Copy the stretch of items from the line that contains "find | thatched roof" through the line that contains "column 23, row 112", reproducing every line without changes, both ends included.

- - - - -

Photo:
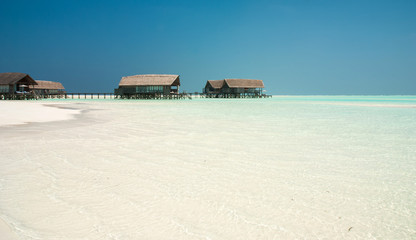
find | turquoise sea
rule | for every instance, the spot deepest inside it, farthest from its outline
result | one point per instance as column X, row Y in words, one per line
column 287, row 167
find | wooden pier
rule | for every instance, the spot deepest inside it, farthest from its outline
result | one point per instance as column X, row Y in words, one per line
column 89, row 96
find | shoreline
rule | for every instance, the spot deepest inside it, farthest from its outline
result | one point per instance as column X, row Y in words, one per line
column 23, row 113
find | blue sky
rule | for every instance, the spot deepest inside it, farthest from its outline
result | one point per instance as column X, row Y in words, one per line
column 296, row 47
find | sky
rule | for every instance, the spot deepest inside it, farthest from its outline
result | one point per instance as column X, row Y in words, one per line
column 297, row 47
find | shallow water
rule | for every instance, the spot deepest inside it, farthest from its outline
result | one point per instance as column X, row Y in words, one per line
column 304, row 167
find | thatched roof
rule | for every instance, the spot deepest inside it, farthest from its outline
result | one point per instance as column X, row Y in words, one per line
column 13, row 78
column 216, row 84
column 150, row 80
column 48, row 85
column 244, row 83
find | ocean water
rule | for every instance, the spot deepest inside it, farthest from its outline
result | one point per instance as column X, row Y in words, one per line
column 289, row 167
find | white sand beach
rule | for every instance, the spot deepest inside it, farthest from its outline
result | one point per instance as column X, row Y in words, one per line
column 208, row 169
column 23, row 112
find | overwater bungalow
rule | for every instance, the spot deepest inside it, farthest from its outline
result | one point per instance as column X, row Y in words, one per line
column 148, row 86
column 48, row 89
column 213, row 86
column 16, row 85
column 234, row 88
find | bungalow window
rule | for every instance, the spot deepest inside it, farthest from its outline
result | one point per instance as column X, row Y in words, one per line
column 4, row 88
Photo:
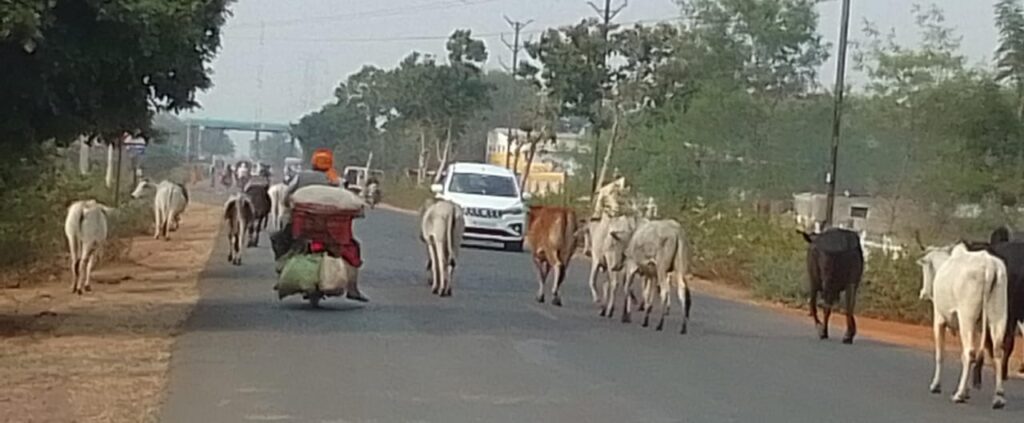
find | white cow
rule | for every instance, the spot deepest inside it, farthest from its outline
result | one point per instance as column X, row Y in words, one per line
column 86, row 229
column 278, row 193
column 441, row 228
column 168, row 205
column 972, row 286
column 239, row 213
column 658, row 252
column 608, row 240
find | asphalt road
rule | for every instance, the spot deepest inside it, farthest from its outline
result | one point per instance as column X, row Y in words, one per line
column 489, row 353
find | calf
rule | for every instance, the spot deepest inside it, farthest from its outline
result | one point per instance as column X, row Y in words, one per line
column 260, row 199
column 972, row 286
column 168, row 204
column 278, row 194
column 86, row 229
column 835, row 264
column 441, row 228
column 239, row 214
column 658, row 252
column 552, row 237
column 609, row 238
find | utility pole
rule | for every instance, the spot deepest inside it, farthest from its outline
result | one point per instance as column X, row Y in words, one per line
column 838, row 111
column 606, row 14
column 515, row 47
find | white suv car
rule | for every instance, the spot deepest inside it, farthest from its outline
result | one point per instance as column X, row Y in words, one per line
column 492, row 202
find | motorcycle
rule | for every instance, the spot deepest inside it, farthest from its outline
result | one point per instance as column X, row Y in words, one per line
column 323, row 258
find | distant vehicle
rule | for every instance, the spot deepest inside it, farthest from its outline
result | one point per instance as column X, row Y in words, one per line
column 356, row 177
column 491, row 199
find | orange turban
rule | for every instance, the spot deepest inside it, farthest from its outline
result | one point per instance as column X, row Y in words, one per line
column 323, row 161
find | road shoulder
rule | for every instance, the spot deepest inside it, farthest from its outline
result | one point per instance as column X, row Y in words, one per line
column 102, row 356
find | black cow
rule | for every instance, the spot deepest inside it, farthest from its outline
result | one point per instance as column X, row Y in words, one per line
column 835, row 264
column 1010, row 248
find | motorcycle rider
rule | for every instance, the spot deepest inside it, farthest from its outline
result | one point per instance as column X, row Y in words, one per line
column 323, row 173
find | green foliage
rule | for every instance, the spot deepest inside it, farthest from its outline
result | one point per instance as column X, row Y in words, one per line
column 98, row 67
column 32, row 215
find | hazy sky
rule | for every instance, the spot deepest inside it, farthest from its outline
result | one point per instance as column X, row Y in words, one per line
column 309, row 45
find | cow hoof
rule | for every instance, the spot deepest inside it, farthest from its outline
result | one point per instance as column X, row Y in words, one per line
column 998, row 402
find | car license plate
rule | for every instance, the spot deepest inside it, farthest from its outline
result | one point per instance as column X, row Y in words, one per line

- - - - -

→ Full output
find | thatched roof
rule | for every instance, the spot deepest inside it, farthest from its outline
result | one point per instance as column X, row Y in words, one per line
column 13, row 78
column 216, row 84
column 150, row 80
column 48, row 85
column 244, row 83
find | ocean water
rule | for every instance, the spot deepest inside it, farthest from its outline
result | one point per instance as column X, row Y in words, one per line
column 289, row 167
find | white sand beach
rule | for every instance, the spot deepest inside it, farthest from its outline
result | one point per instance as column X, row Y in words, one per line
column 208, row 169
column 23, row 112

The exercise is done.